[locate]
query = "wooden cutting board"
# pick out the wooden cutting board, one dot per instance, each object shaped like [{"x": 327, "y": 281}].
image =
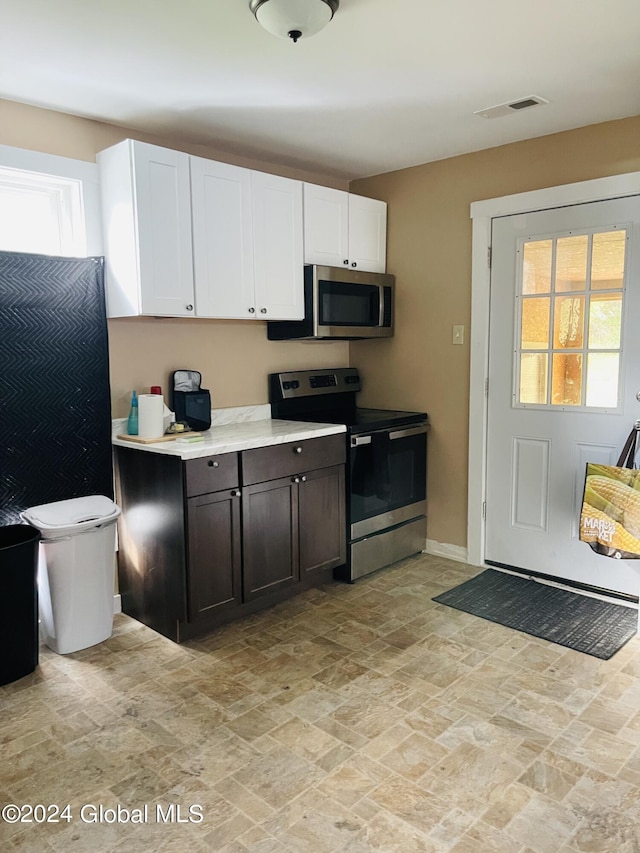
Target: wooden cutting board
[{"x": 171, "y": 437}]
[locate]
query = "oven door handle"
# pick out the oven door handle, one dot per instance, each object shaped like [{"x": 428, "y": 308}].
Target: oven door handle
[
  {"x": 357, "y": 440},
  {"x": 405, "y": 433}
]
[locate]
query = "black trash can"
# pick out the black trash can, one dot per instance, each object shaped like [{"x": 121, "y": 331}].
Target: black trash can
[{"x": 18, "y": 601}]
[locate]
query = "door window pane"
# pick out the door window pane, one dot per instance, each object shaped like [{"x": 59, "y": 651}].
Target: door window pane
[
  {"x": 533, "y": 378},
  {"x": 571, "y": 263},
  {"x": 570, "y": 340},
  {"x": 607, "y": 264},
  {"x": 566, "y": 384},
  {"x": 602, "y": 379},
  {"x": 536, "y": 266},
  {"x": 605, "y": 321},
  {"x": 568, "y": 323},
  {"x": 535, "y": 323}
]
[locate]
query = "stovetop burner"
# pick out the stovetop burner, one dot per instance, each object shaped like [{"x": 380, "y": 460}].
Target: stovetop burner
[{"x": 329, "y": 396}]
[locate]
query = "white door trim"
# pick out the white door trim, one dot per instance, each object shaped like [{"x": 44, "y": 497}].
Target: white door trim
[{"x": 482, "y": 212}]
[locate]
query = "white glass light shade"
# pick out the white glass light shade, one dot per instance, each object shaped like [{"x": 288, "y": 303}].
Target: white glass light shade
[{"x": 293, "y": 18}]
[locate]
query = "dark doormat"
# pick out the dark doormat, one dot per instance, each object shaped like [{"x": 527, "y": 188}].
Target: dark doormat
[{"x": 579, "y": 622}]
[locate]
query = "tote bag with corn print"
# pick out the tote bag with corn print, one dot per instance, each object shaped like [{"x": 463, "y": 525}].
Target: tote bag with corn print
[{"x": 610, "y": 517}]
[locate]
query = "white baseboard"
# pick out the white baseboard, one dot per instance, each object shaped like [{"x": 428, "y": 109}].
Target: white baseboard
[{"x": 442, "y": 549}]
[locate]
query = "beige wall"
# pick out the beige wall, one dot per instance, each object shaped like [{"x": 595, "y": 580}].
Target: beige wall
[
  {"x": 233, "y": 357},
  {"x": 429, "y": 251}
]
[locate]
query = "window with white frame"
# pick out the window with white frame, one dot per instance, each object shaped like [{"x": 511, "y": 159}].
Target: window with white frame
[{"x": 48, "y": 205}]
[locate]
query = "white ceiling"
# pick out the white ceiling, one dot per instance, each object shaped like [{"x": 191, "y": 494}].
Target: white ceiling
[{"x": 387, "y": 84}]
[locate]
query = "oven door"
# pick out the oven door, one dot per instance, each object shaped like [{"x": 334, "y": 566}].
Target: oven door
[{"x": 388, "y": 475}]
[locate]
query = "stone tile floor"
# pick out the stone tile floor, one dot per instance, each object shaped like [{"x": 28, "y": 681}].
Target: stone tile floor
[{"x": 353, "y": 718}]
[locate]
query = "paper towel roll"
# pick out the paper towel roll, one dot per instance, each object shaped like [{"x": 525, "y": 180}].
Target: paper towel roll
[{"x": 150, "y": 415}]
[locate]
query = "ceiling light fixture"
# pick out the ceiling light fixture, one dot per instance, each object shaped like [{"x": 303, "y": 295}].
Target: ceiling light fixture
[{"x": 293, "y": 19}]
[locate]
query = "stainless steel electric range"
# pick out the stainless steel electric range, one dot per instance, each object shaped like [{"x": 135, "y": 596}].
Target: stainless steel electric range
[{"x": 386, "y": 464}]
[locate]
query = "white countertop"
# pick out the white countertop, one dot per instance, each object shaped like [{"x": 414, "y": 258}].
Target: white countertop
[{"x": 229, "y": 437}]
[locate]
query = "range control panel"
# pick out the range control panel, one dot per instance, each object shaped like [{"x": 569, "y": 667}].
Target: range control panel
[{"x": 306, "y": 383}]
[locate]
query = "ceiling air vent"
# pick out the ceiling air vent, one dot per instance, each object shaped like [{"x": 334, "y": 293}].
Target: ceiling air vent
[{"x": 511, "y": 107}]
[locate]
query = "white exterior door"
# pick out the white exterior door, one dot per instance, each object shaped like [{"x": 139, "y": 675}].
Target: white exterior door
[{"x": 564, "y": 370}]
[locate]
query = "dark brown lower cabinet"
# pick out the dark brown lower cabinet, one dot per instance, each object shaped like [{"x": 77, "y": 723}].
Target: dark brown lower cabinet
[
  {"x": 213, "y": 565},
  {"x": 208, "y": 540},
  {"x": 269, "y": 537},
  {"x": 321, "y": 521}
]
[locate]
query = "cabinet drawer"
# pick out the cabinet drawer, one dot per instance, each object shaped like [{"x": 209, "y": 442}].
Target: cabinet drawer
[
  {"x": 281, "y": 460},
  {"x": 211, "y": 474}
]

----

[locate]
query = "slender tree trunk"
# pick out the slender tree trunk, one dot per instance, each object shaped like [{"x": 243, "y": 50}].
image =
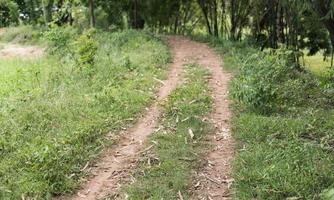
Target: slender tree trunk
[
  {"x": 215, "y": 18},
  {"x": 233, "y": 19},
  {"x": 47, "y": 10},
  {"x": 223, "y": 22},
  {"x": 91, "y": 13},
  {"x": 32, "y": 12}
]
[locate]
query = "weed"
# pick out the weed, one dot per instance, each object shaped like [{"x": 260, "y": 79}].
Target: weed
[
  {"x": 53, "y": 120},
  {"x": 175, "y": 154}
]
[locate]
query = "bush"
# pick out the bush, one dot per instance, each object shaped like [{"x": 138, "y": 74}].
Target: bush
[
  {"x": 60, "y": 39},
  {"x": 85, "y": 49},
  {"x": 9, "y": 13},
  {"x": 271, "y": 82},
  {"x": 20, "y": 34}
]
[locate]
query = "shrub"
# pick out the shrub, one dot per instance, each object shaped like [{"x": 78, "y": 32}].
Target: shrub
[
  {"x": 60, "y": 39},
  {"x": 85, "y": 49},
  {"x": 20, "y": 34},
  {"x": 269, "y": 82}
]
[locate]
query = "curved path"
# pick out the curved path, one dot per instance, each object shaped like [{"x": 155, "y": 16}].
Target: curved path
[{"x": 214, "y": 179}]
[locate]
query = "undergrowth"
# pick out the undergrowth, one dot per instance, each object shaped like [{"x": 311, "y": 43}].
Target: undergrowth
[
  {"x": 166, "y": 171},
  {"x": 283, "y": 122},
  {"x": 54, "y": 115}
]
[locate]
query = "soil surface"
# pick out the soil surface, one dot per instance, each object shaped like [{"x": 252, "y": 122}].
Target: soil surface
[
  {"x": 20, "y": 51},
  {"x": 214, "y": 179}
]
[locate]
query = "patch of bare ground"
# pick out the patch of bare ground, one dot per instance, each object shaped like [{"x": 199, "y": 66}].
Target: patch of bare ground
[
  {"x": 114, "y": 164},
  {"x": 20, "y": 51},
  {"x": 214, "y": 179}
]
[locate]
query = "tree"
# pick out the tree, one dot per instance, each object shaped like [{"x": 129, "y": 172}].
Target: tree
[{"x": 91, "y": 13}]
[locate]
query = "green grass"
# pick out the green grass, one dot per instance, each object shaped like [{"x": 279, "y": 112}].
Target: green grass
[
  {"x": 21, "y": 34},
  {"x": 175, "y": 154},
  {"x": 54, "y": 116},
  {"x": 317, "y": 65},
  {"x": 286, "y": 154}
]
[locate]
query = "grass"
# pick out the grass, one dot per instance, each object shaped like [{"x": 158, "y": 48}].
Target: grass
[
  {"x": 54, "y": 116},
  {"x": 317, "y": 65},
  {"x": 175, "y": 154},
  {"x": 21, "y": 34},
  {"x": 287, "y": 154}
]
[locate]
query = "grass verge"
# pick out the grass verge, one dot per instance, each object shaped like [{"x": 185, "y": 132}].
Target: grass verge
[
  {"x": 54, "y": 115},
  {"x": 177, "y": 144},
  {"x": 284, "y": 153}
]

----

• What needs to be done
How many lines in the records above contain the string "roll"? Reply with the number alone.

• Solution for this problem
3